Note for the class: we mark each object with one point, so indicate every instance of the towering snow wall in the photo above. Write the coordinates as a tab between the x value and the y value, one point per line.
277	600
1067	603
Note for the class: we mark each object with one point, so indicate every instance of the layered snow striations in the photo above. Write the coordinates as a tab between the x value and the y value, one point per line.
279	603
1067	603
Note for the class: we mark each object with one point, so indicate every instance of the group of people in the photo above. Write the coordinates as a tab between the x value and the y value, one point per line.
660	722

——————————

*Written problem:* Reproduce all of the data above line for line, changing nothing.

*Final answer:*
Note for the class: we mark each object with one point, so indicate every instance of the towering snow wall in the photo above. Write the coordinates as a tab between the x value and the y value, one point per line.
277	600
1067	603
Note for the class: we mark each object with one point, so indicate every instance of the layered snow striations in the photo above. Write the coordinates as a tab between the x value and the y value, one point per line.
279	603
1067	603
Note for the class: we mark each object with one point, so indicate every instance of the group of people in the photo above. Write the coordinates as a tab between the x value and the y value, one point per line.
660	722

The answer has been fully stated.